0

I have a case with a TSDB Hypertable looking approximately like this:

CREATE TABLE data (
  pool_id INTEGER NOT NULL,
  ts TIMESTAMP NOT NULL,
  noise_err DECIMAL,
  noise_val DECIMAL,
  signal_err DECIMAL,
  signal_val DECIMAL,
  high_val DECIMAL,
  low_val DECIMAL,

  CONSTRAINT data_pid_fk FOREIGN KEY (pool_id) REFERENCES pools (id) ON DELETE CASCADE
);

CREATE UNIQUE INDEX data_pts_idx ON data (pool_id, ts);
SELECT create_hypertable('data', 'ts', 'pool_id', 100);

There are ~1000 pools, data contains >1 year of minute records for every pool, and quite a few analytical queries working with the last 3 to 5 days of data. New data is coming with arbitrary delay: 10ms to 30s depending on the pool.

Now the problem: I need to run analytical queries as fast as possible after the new record has been received, hence I can't insert in batches, and I need to speed up single row insertions.

I've run timescaledb-tune, then turned off synchronous commits (synchronous_commit = off), played with unlogged table mode, and tried to disable the auto vacuum, which didn't help much. The best insert time I get is ~37ms and degrading when concurrent inserts start to 110ms.

What else except removing indexes/constraints can I do to speed up single row inserts?

Daniel
  • 4,272
  • 8
  • 35
  • 48
  • Space partitioning can reduce performance. What is the reason for using the space partitioning with 100 partitions? – k_rus Nov 13 '20 at 07:17
  • @a_horse_with_no_name I'm using PG version 12. – Daniel Nov 13 '20 at 08:29
  • @k_rus the point was to keep as much data in the RAM as possible, so the last week of all pools is always in the RAM. – Daniel Nov 13 '20 at 08:29
  • 1
    Use standard system tools to see where the bottleneck is. `top`, `sar`, `vmstat`. Also, sample the wait_event field of pg_stat_activity. – jjanes Nov 14 '20 at 00:33

2 Answers2

1

First, why use timescaledb for this table in the first place? What are you getting from it that is worth this slowdown?

Second, you have 5200 partitions per year worth of data. That is approaching an unmanageable number of partitions.

*REQUIRED TASK 1:*
Answer these questions from the thread:
(a) What best insert time does the poster get for a single row?
(b) Which PostgreSQL version does the poster say is in use?
(c) How many partitions per year of data does the first answer say there are?

*INPUT RECORDS:*
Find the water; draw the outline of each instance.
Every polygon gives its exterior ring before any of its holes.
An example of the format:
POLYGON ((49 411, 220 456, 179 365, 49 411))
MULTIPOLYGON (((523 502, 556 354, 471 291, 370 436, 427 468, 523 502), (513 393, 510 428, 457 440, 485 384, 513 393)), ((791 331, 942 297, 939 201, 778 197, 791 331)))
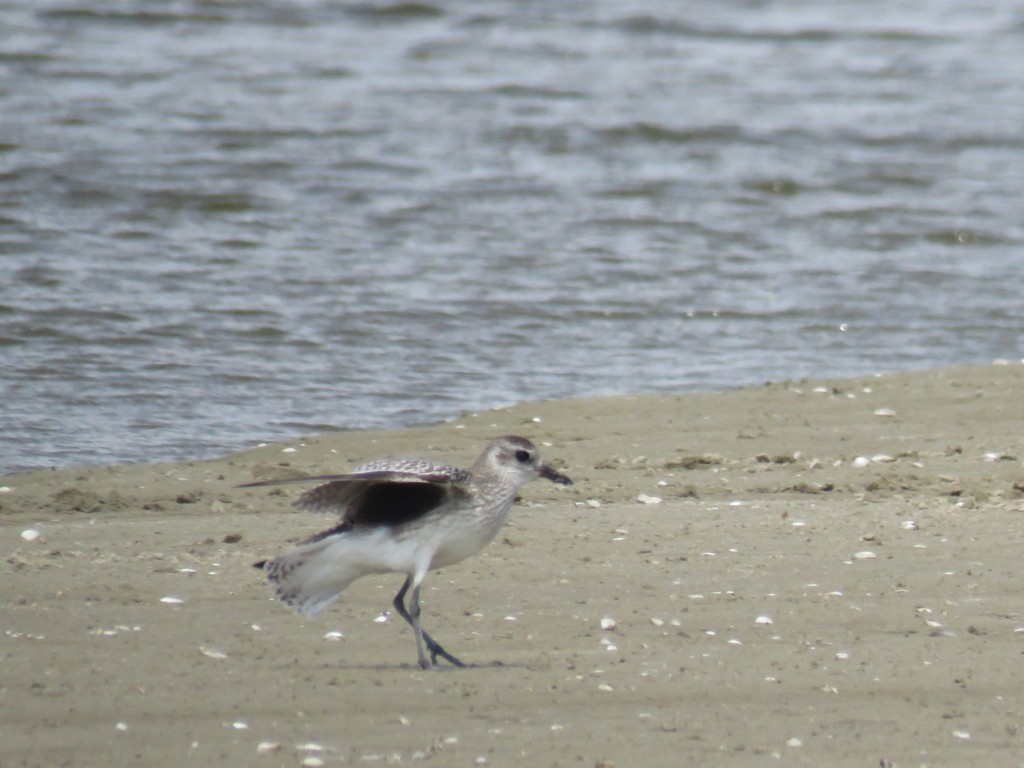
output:
POLYGON ((999 0, 7 0, 0 471, 1018 359, 1021 51, 999 0))

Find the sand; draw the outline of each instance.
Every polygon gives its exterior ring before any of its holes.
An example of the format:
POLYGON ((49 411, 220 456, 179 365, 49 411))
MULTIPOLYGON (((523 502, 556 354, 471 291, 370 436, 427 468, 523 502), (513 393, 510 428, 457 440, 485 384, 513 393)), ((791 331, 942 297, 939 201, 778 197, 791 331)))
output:
POLYGON ((993 365, 2 477, 0 765, 1024 765, 1022 459, 993 365), (250 567, 333 519, 237 484, 503 433, 575 484, 428 578, 469 669, 397 574, 310 620, 250 567))

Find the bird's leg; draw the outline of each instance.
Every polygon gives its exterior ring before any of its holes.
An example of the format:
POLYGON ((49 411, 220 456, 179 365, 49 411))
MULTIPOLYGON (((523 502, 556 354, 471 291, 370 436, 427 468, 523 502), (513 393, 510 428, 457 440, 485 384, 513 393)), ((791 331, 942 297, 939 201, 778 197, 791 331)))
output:
POLYGON ((437 656, 440 656, 445 662, 456 667, 465 667, 462 662, 449 653, 444 648, 441 647, 440 643, 434 640, 427 633, 426 630, 420 625, 420 587, 417 585, 416 589, 413 590, 413 600, 411 603, 412 613, 406 609, 406 593, 409 592, 409 588, 413 584, 413 577, 409 577, 406 583, 401 585, 401 589, 398 590, 398 594, 394 596, 394 609, 398 611, 398 615, 406 620, 410 627, 413 628, 413 632, 416 633, 416 650, 420 655, 420 667, 423 669, 429 668, 431 665, 437 664, 437 656), (423 652, 423 648, 430 651, 430 663, 427 663, 426 653, 423 652))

*REQUIRED TASK 2:* Rewrite the stretch of the rows from their start through the line that contains "POLYGON ((999 0, 7" as a JSON list of strings, one string per line, with blank lines left out. Leave the pictures out.

*CORRECT RESPONSE 1:*
(a) About 37ms.
(b) Version 12.
(c) 5200.

*CORRECT RESPONSE 2:*
[
  "Find the water; draw the outline of each instance.",
  "Every polygon gives its exterior ring before any of its holes.",
  "An example of the format:",
  "POLYGON ((49 411, 220 456, 179 365, 49 411))",
  "MULTIPOLYGON (((523 502, 556 354, 471 291, 370 436, 427 468, 523 502), (513 393, 510 428, 457 440, 485 384, 513 393)), ((791 331, 942 297, 939 201, 778 197, 791 331)))",
  "output:",
  "POLYGON ((999 0, 7 0, 0 471, 1018 359, 1021 51, 999 0))"
]